### Exercise requirements
Would you output the whole listing below, exactly as it reads?

### Excerpted records

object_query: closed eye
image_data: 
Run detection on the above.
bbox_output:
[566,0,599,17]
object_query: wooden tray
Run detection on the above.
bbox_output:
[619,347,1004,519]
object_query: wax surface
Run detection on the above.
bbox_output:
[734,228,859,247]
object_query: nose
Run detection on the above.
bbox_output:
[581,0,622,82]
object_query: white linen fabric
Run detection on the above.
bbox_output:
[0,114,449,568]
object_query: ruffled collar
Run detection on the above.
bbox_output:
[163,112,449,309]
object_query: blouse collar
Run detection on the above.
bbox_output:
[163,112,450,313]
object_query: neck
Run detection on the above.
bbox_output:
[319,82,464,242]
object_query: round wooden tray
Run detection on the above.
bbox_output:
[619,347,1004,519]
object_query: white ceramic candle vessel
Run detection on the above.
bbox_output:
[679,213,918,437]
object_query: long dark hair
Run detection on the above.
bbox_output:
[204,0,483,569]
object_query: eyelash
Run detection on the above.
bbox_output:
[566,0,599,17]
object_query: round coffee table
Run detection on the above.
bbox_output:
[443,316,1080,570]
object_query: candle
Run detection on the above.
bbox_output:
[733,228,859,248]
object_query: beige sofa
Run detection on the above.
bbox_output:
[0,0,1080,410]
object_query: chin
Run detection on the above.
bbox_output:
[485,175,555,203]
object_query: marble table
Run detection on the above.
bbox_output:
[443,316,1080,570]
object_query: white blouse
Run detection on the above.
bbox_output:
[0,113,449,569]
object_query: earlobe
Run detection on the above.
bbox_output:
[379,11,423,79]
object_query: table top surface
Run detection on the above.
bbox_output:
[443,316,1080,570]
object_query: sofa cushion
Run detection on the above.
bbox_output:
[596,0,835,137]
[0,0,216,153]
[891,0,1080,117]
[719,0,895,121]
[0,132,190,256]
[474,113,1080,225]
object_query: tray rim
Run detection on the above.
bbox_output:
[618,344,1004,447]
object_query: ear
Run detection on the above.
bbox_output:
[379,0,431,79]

### Result of this task
object_query: closed eye
image_data: 
Run detection on the above.
bbox_output:
[566,0,599,17]
object_query: wooden tray
Run detection on the above.
bbox_output:
[619,347,1004,519]
object_query: wax surface
Run detection on the above.
bbox_output:
[734,228,859,247]
object_query: nose
Run detection on the above.
bbox_output:
[581,0,622,82]
object_query: white linen fabric
Run detection on the above.
bbox_output:
[0,114,449,568]
object_query: ruffled collar
Run detection on the above.
bbox_output:
[163,112,449,309]
object_query: blouse collar
Run detection on the above.
bbox_output:
[163,112,450,313]
object_query: neck
Run detection on the above.
bbox_output:
[319,82,464,242]
object_query: round wooden tray
Run detection on the above.
bbox_output:
[619,347,1004,519]
object_query: white ceramic candle vessel
Run detection on the above.
bbox_output:
[679,213,918,437]
object_query: long dark hair
Run detection on the above.
bbox_output:
[204,0,483,569]
object_query: eyelash
Run detection on the above.
bbox_output:
[566,0,599,17]
object_query: round coffee table
Run detection on the above.
bbox_output:
[443,316,1080,570]
object_query: candle
Run detection on the above.
bbox_output:
[733,228,859,248]
object_query: beige sofa
Run detection on the above.
bbox_output:
[0,0,1080,410]
object_query: chin
Run detection on the above.
bbox_output:
[485,175,555,203]
object_query: marble table
Run detection on the above.
bbox_output:
[443,316,1080,570]
object_query: white blouse
Run detection on the above.
bbox_output:
[0,113,449,569]
object_query: earlobe
Run detection on the above.
bbox_output:
[379,11,423,79]
object_query: table top surface
Run detection on the above.
bbox_output:
[443,316,1080,570]
object_query: sofa cushion
Run detection on the above.
bbox_output:
[596,0,835,137]
[0,0,216,153]
[891,0,1080,117]
[719,0,895,121]
[0,132,190,256]
[474,113,1080,225]
object_query: tray rim
Run detection on the above.
bbox_output:
[618,344,1004,447]
object_query: ear
Run detection on the above.
bbox_output:
[379,0,431,79]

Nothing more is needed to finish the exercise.